▶ [Records from a dataset]:
###
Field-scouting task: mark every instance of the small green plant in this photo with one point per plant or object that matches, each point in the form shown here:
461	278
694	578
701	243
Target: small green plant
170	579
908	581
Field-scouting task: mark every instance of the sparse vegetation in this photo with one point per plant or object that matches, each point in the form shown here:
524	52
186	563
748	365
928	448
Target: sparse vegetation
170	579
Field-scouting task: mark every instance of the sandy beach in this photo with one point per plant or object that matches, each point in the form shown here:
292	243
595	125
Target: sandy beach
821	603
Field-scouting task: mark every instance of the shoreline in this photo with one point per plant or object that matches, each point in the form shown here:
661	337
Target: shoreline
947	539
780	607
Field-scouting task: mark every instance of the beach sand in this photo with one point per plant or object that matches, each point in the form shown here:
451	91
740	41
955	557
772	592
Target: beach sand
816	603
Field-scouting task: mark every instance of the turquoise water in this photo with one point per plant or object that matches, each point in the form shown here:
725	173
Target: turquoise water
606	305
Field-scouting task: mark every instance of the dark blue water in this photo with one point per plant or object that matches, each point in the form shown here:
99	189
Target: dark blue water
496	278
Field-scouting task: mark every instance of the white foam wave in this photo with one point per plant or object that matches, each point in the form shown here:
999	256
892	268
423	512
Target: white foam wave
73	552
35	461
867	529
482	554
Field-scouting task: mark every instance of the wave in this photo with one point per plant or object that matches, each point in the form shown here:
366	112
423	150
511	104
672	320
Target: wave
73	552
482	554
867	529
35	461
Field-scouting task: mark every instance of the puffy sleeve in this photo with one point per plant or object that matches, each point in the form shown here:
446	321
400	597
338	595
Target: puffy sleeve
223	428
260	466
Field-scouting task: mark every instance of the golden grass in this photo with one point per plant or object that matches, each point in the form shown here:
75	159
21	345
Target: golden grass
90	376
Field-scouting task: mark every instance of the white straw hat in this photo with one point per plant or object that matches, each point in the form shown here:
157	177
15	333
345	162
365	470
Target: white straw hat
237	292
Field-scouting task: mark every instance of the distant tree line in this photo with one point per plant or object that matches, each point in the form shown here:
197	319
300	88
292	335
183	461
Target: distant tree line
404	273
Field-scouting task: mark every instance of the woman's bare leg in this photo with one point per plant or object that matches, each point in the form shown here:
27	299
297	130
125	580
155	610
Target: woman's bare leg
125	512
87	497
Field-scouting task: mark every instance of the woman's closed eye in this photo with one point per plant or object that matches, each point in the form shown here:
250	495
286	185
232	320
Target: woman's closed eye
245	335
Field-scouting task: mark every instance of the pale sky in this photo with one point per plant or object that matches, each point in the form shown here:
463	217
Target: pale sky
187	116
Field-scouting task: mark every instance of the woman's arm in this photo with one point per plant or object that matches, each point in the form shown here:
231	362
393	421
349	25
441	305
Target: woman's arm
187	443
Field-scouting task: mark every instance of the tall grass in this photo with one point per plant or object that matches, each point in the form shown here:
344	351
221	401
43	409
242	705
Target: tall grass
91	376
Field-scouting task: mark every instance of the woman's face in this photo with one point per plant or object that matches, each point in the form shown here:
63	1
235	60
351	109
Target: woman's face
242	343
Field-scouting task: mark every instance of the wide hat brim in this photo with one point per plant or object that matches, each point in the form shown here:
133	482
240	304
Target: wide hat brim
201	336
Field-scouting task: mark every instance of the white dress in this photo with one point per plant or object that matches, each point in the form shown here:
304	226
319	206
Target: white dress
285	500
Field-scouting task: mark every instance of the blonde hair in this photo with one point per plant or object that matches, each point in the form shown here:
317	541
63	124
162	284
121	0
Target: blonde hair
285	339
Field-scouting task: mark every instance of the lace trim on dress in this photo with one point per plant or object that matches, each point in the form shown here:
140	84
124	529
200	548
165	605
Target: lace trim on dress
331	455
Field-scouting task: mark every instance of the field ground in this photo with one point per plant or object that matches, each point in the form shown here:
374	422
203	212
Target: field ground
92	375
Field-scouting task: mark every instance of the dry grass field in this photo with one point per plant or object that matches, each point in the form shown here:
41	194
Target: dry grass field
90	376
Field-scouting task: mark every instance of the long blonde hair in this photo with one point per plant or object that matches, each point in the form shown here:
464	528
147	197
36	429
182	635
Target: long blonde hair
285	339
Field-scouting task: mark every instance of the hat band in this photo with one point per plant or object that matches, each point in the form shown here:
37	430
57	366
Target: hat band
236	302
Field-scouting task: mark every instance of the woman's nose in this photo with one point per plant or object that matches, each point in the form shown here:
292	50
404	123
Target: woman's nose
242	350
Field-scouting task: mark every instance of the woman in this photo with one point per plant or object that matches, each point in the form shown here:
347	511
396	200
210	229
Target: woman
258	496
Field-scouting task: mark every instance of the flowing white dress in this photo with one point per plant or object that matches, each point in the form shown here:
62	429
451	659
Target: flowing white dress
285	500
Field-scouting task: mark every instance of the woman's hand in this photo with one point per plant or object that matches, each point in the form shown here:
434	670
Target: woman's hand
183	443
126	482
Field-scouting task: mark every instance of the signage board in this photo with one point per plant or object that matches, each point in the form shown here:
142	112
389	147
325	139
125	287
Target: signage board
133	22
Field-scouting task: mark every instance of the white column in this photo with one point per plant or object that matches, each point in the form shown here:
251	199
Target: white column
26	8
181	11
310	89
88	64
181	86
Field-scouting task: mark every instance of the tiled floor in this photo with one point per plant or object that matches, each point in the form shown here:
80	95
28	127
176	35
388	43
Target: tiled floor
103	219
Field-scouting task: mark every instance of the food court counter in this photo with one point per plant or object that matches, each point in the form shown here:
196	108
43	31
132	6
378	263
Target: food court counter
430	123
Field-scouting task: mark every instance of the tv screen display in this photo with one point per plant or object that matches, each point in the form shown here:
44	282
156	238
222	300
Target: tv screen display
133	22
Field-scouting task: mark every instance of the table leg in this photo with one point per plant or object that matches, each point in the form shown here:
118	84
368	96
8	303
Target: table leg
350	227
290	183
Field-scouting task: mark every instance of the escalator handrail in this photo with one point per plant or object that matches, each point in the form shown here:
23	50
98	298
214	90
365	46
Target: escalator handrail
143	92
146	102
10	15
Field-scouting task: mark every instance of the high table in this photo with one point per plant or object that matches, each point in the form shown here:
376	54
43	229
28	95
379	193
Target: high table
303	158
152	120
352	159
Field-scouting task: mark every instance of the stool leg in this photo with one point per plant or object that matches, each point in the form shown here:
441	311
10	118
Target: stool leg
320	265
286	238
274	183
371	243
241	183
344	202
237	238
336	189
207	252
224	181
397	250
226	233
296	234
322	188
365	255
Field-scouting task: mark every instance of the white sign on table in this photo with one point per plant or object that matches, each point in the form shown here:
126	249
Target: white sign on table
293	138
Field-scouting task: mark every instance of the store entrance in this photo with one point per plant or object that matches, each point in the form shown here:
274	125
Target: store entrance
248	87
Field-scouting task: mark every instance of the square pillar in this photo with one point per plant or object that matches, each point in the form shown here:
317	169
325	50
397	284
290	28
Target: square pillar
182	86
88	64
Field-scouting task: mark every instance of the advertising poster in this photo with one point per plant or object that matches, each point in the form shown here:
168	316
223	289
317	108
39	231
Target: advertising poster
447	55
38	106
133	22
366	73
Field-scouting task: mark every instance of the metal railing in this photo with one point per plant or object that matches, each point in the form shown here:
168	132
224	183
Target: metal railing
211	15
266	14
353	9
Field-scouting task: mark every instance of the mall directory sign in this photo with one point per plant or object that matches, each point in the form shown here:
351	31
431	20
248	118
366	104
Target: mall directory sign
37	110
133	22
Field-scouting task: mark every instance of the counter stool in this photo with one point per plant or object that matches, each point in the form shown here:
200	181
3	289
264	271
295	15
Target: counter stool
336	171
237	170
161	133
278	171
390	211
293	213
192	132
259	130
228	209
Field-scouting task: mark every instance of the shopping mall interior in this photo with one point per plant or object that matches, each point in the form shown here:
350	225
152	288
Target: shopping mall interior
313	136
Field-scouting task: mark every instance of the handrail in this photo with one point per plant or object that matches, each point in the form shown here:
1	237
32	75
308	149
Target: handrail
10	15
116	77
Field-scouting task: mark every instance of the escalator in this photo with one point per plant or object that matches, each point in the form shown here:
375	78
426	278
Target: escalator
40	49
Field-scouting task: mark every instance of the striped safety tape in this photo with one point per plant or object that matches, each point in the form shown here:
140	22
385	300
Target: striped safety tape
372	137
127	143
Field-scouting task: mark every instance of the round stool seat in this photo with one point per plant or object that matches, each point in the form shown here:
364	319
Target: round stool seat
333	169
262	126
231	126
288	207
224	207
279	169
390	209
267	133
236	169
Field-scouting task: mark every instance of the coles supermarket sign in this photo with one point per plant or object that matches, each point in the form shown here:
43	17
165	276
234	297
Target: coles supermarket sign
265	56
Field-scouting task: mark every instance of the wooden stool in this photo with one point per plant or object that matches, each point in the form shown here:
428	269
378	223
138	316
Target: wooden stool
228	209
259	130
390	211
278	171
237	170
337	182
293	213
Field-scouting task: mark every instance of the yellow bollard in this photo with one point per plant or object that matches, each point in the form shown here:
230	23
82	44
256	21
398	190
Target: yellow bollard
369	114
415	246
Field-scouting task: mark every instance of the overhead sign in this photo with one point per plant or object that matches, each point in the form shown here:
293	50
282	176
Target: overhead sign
###
▶ [EXERCISE REQUIREMENTS]: Where a line of the data holds "overhead", show that line.

▶ [EXPECTED ANSWER]:
Field-scouting task: mark every instance of the overhead sign in this photo with one point per plant or object that matches, each point in the form shown here:
Target: overhead sign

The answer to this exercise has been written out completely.